=== Section Start ===

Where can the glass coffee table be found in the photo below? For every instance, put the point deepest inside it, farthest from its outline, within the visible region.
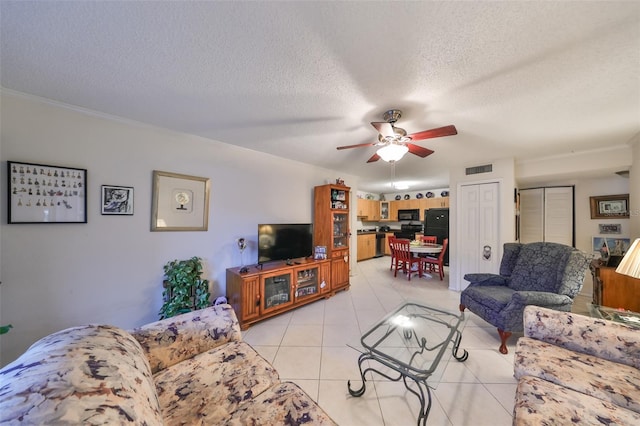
(410, 343)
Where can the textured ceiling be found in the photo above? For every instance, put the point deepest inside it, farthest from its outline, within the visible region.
(298, 79)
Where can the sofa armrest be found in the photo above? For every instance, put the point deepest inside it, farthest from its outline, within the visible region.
(541, 298)
(486, 279)
(172, 340)
(593, 336)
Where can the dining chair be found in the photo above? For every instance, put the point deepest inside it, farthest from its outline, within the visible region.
(436, 264)
(405, 259)
(392, 249)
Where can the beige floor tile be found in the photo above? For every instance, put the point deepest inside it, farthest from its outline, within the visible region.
(347, 410)
(298, 362)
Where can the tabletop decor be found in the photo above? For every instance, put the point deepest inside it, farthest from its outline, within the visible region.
(180, 202)
(40, 193)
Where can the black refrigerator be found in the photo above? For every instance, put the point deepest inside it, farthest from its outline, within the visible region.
(436, 222)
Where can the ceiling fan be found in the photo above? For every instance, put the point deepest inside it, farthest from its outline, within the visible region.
(393, 142)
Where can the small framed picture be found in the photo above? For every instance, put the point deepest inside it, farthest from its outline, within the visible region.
(179, 202)
(117, 200)
(610, 228)
(609, 206)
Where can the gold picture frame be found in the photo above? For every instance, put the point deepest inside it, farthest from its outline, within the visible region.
(609, 206)
(179, 202)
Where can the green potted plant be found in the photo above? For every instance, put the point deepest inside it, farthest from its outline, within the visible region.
(184, 289)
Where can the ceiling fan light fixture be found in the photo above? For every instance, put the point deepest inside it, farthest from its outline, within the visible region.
(392, 152)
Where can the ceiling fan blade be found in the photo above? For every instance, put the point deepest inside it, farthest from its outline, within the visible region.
(434, 133)
(419, 151)
(374, 157)
(385, 129)
(355, 146)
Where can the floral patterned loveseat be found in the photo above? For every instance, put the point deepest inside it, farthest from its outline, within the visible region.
(573, 369)
(189, 369)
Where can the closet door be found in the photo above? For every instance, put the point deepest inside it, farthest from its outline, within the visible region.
(546, 214)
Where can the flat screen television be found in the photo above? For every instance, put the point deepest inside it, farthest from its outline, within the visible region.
(284, 241)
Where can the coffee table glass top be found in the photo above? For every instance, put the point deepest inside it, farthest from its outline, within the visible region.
(416, 339)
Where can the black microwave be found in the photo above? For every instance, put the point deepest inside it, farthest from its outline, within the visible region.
(411, 214)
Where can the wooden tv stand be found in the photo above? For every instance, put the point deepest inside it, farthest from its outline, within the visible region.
(277, 288)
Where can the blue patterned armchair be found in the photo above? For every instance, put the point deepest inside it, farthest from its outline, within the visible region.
(541, 274)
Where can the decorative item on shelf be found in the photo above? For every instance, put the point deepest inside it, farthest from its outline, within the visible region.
(184, 289)
(242, 244)
(630, 264)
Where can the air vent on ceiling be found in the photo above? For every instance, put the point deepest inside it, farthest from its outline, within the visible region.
(479, 169)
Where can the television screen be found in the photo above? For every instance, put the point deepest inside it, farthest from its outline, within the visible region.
(284, 241)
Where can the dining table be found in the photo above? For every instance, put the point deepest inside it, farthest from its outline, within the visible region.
(425, 248)
(421, 249)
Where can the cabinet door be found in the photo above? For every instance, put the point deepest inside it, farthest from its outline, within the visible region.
(340, 269)
(384, 210)
(276, 291)
(305, 282)
(340, 230)
(250, 298)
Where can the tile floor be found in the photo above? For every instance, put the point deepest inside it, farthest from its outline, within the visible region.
(309, 346)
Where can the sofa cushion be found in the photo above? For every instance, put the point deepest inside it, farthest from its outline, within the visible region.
(209, 386)
(172, 340)
(539, 402)
(598, 377)
(283, 404)
(602, 338)
(89, 375)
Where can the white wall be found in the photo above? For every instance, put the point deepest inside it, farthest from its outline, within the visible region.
(110, 269)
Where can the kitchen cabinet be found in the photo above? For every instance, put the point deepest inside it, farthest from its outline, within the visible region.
(368, 209)
(331, 229)
(276, 288)
(366, 246)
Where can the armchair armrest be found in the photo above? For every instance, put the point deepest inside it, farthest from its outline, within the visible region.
(172, 340)
(593, 336)
(486, 279)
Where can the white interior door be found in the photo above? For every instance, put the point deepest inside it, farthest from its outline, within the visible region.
(479, 243)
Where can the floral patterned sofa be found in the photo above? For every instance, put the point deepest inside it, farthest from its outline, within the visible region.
(573, 369)
(189, 369)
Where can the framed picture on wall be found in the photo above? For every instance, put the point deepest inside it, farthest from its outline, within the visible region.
(116, 200)
(609, 206)
(179, 202)
(40, 193)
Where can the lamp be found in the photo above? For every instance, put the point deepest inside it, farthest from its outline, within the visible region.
(630, 264)
(392, 152)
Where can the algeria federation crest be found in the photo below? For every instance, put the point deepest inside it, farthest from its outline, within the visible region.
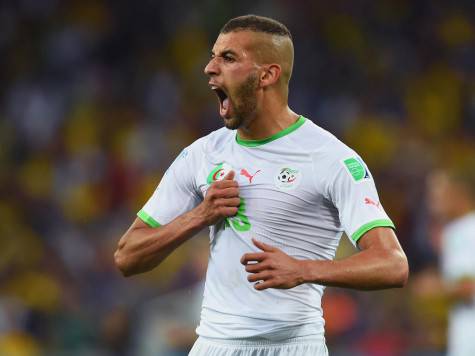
(219, 172)
(287, 178)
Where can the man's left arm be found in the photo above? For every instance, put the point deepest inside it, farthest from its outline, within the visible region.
(380, 263)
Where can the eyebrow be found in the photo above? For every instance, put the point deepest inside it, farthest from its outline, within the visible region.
(225, 52)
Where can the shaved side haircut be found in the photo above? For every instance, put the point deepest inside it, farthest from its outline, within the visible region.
(257, 24)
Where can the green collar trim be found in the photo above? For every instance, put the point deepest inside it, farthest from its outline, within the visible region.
(254, 143)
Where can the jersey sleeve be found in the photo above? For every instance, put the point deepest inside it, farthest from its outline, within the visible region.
(177, 192)
(354, 194)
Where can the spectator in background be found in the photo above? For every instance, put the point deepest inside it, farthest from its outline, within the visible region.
(451, 199)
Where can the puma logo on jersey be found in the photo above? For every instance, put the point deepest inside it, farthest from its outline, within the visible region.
(246, 174)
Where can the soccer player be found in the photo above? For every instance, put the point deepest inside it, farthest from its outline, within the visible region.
(452, 201)
(277, 192)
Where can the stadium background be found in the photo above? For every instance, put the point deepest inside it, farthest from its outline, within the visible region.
(98, 97)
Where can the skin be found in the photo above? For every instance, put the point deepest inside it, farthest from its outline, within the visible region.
(254, 69)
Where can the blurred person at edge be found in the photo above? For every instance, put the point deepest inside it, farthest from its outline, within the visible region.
(451, 200)
(277, 192)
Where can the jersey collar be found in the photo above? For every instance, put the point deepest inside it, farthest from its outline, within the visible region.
(254, 143)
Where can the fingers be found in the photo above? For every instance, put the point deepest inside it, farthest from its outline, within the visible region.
(265, 285)
(229, 175)
(253, 257)
(227, 202)
(228, 211)
(262, 276)
(227, 193)
(264, 247)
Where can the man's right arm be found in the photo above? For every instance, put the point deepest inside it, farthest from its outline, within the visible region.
(142, 247)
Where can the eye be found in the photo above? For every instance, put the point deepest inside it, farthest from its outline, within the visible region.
(228, 58)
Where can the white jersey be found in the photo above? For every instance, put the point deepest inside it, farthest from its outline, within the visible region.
(299, 189)
(458, 262)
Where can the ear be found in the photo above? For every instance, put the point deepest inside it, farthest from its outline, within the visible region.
(270, 75)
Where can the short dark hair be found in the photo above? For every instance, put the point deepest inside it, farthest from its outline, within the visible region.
(257, 24)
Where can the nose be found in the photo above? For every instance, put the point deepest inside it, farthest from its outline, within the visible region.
(211, 68)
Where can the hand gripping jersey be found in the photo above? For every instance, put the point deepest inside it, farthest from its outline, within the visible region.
(299, 189)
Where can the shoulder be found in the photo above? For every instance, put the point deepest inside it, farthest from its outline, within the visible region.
(324, 147)
(212, 142)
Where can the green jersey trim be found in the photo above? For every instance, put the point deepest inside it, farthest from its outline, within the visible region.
(254, 143)
(371, 225)
(148, 219)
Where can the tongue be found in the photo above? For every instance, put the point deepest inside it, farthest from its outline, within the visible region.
(225, 106)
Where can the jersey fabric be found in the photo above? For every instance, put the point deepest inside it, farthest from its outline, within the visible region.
(299, 189)
(458, 262)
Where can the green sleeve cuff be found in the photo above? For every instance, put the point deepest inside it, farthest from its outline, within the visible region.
(371, 225)
(148, 219)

=== Section End ===

▶ **Problem details**
Could you write out, unchanged, the line with "Where can the tongue" and every line after it in the data above?

▶ **Output for this exercise**
Where can the tongue be found in the photo above? For every instance, put the point deepest inside it, farthest from its outline, within the visible region.
(225, 106)
Where can the jersey fabric be found in the photo above? For every instance, put the point deepest inside it, farthest from its outline, within the visible region.
(299, 189)
(458, 262)
Where can the green sleeve cuff be found in the photo above? For every instance, put the point deepest inside it, farthest from its outline, within the visible region.
(371, 225)
(148, 219)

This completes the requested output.